Task prompt: Could you copy the rows below verbatim, beginning with the line containing "[segment] dining table" and ending with the line containing "M 153 60 L 157", both ends included? Leave the pictures out of your answer.

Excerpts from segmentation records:
****
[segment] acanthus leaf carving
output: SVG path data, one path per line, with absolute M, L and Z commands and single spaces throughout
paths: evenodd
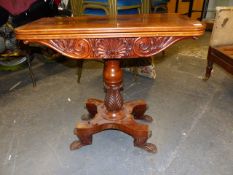
M 58 52 L 72 58 L 139 58 L 150 57 L 164 50 L 181 36 L 129 37 L 129 38 L 87 38 L 42 40 Z

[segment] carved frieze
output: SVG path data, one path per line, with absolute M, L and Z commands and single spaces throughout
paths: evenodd
M 53 39 L 39 42 L 72 58 L 108 59 L 150 57 L 183 38 L 179 36 L 158 36 L 138 38 Z

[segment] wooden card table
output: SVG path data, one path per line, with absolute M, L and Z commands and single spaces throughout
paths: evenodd
M 70 149 L 92 143 L 92 135 L 106 129 L 116 129 L 134 138 L 134 146 L 156 152 L 147 143 L 151 132 L 148 125 L 136 120 L 152 121 L 145 115 L 144 100 L 124 102 L 122 70 L 124 58 L 150 57 L 173 43 L 200 36 L 204 26 L 178 14 L 143 14 L 116 17 L 82 16 L 43 18 L 16 29 L 16 38 L 24 43 L 40 43 L 73 59 L 104 61 L 104 100 L 88 99 L 86 109 L 90 119 L 78 123 Z M 91 87 L 90 87 L 91 88 Z

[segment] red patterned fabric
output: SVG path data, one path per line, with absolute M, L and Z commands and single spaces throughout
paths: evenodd
M 12 15 L 18 15 L 26 11 L 37 0 L 0 0 L 0 6 Z

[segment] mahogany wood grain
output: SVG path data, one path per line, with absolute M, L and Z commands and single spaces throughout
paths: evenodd
M 175 42 L 200 36 L 204 26 L 178 14 L 142 14 L 116 17 L 44 18 L 15 30 L 16 38 L 25 43 L 41 43 L 74 59 L 104 60 L 104 100 L 89 99 L 86 108 L 90 119 L 78 123 L 70 149 L 92 143 L 92 135 L 106 129 L 117 129 L 134 138 L 134 145 L 156 152 L 148 125 L 135 119 L 152 122 L 145 115 L 144 100 L 124 102 L 121 95 L 123 72 L 120 60 L 150 57 Z

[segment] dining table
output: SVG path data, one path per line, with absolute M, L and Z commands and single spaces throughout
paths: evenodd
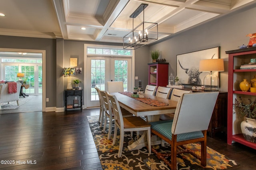
M 145 100 L 150 100 L 149 103 L 145 103 L 138 100 L 140 99 L 132 97 L 131 93 L 115 92 L 110 94 L 116 96 L 121 107 L 136 116 L 144 116 L 146 121 L 149 122 L 159 121 L 161 114 L 174 113 L 178 104 L 177 101 L 145 94 L 143 94 L 144 99 Z M 159 103 L 163 104 L 155 106 Z M 158 139 L 156 136 L 153 135 L 151 137 L 151 145 L 160 144 L 161 140 Z M 146 133 L 144 131 L 139 139 L 128 147 L 130 150 L 140 149 L 146 146 L 147 143 Z

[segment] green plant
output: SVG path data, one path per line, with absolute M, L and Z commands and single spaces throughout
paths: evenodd
M 79 79 L 76 79 L 73 80 L 73 84 L 79 84 L 81 82 L 81 81 L 79 80 Z
M 235 99 L 235 103 L 234 104 L 236 113 L 241 115 L 242 117 L 256 119 L 256 99 L 252 101 L 250 99 L 248 104 L 245 104 L 240 96 L 239 97 L 240 102 L 236 99 Z
M 179 78 L 179 77 L 178 77 L 178 76 L 176 76 L 176 77 L 174 78 L 174 82 L 177 82 L 179 81 L 179 80 L 180 78 Z
M 153 60 L 157 59 L 160 55 L 160 51 L 159 50 L 152 50 L 150 53 L 151 53 L 151 57 Z

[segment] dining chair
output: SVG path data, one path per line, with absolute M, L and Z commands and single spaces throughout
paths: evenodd
M 124 82 L 107 82 L 108 92 L 124 92 Z
M 147 94 L 150 94 L 150 95 L 154 95 L 156 92 L 156 90 L 157 86 L 150 86 L 147 85 L 146 86 L 144 93 Z
M 100 96 L 100 94 L 99 91 L 99 89 L 97 87 L 94 87 L 96 90 L 98 96 L 99 97 L 99 101 L 100 102 L 100 115 L 99 116 L 99 123 L 100 123 L 100 127 L 102 127 L 103 119 L 104 118 L 104 104 L 102 101 L 102 98 Z
M 184 93 L 178 102 L 173 120 L 150 123 L 151 132 L 171 145 L 168 156 L 152 150 L 172 170 L 176 170 L 176 155 L 182 152 L 182 150 L 177 152 L 177 147 L 197 142 L 201 143 L 201 164 L 206 166 L 206 133 L 218 94 L 218 92 Z M 166 156 L 171 156 L 170 162 Z
M 151 154 L 151 137 L 150 125 L 149 123 L 143 120 L 140 117 L 136 116 L 124 117 L 122 116 L 120 106 L 116 96 L 112 95 L 108 92 L 107 93 L 107 97 L 111 102 L 114 115 L 115 128 L 112 145 L 114 145 L 116 143 L 118 127 L 120 131 L 120 139 L 118 157 L 118 158 L 121 157 L 124 144 L 124 132 L 126 131 L 146 131 L 147 132 L 148 152 L 150 154 Z
M 175 101 L 178 101 L 180 96 L 184 93 L 192 93 L 192 90 L 184 90 L 178 89 L 177 88 L 174 88 L 172 89 L 172 93 L 171 94 L 171 100 L 174 100 Z
M 180 98 L 184 93 L 192 93 L 192 90 L 184 90 L 174 88 L 171 93 L 171 100 L 178 102 Z M 173 119 L 174 113 L 164 114 L 160 115 L 160 119 L 162 120 L 170 120 Z
M 105 132 L 107 125 L 107 121 L 108 118 L 109 119 L 108 124 L 108 139 L 110 139 L 111 132 L 112 131 L 112 123 L 114 120 L 114 114 L 112 113 L 112 107 L 111 104 L 109 102 L 109 100 L 108 99 L 106 96 L 106 92 L 105 91 L 99 90 L 99 91 L 102 98 L 102 102 L 104 105 L 104 112 L 105 113 L 104 126 L 103 131 Z M 123 109 L 123 110 L 125 110 Z M 122 112 L 122 116 L 132 116 L 133 114 L 126 110 L 123 110 Z
M 172 90 L 172 88 L 159 86 L 157 88 L 156 96 L 160 98 L 168 99 Z

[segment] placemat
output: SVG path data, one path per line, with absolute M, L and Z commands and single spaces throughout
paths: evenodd
M 149 105 L 150 106 L 168 106 L 169 105 L 168 104 L 164 103 L 162 102 L 159 102 L 157 100 L 154 100 L 154 99 L 152 99 L 150 98 L 133 98 L 132 97 L 132 93 L 131 93 L 130 92 L 119 92 L 119 93 L 120 93 L 128 97 L 132 98 L 137 100 L 138 100 L 139 101 L 142 102 L 146 104 L 148 104 L 148 105 Z

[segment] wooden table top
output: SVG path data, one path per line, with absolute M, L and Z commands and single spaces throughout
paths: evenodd
M 168 104 L 168 106 L 152 106 L 118 92 L 112 92 L 111 94 L 116 97 L 121 107 L 124 107 L 136 116 L 174 113 L 174 111 L 173 112 L 170 111 L 175 111 L 178 104 L 178 102 L 176 101 L 144 94 L 143 95 L 145 97 Z

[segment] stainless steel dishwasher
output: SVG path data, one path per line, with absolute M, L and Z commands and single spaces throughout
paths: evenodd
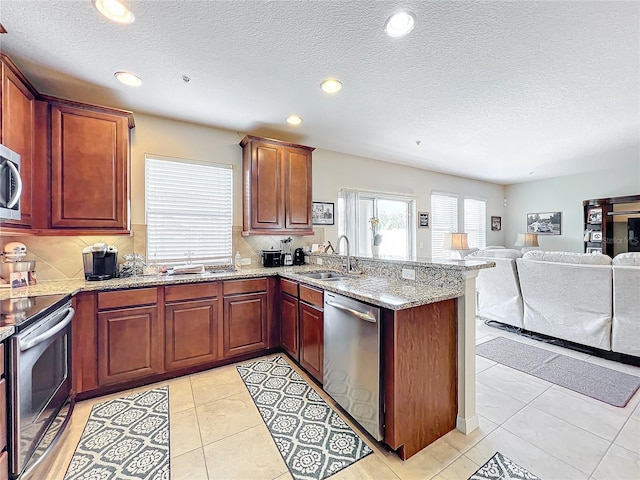
M 383 438 L 380 309 L 324 292 L 323 388 L 376 440 Z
****
Result for this exercise:
[segment] dining table
output: SVG path data, one path per line, with absolute M, L and Z commands and single spaces throughout
paths: evenodd
M 145 100 L 150 100 L 149 103 L 145 103 L 138 100 L 140 99 L 132 97 L 131 93 L 115 92 L 110 94 L 116 96 L 121 107 L 136 116 L 144 116 L 146 121 L 149 122 L 159 121 L 161 114 L 174 113 L 178 104 L 177 101 L 145 94 L 143 94 L 144 99 Z M 159 103 L 163 104 L 155 106 Z M 158 139 L 156 136 L 153 135 L 151 137 L 151 145 L 160 144 L 161 140 Z M 146 133 L 144 131 L 139 139 L 128 147 L 130 150 L 140 149 L 146 146 L 147 143 Z

[segment] green plant
output: SVG path data, one path per line, with absolute M, L and Z commands and single spaces throughout
paths: evenodd
M 79 79 L 76 79 L 73 80 L 73 84 L 79 84 L 81 82 L 81 81 L 79 80 Z
M 235 99 L 235 103 L 234 104 L 236 113 L 241 115 L 242 117 L 256 119 L 256 99 L 252 101 L 250 99 L 248 104 L 245 104 L 240 96 L 239 97 L 240 102 L 236 99 Z
M 179 78 L 179 77 L 178 77 L 178 76 L 176 76 L 176 77 L 174 78 L 174 82 L 177 82 L 179 81 L 179 80 L 180 78 Z
M 153 60 L 157 59 L 160 55 L 160 51 L 159 50 L 152 50 L 150 53 L 151 53 L 151 57 Z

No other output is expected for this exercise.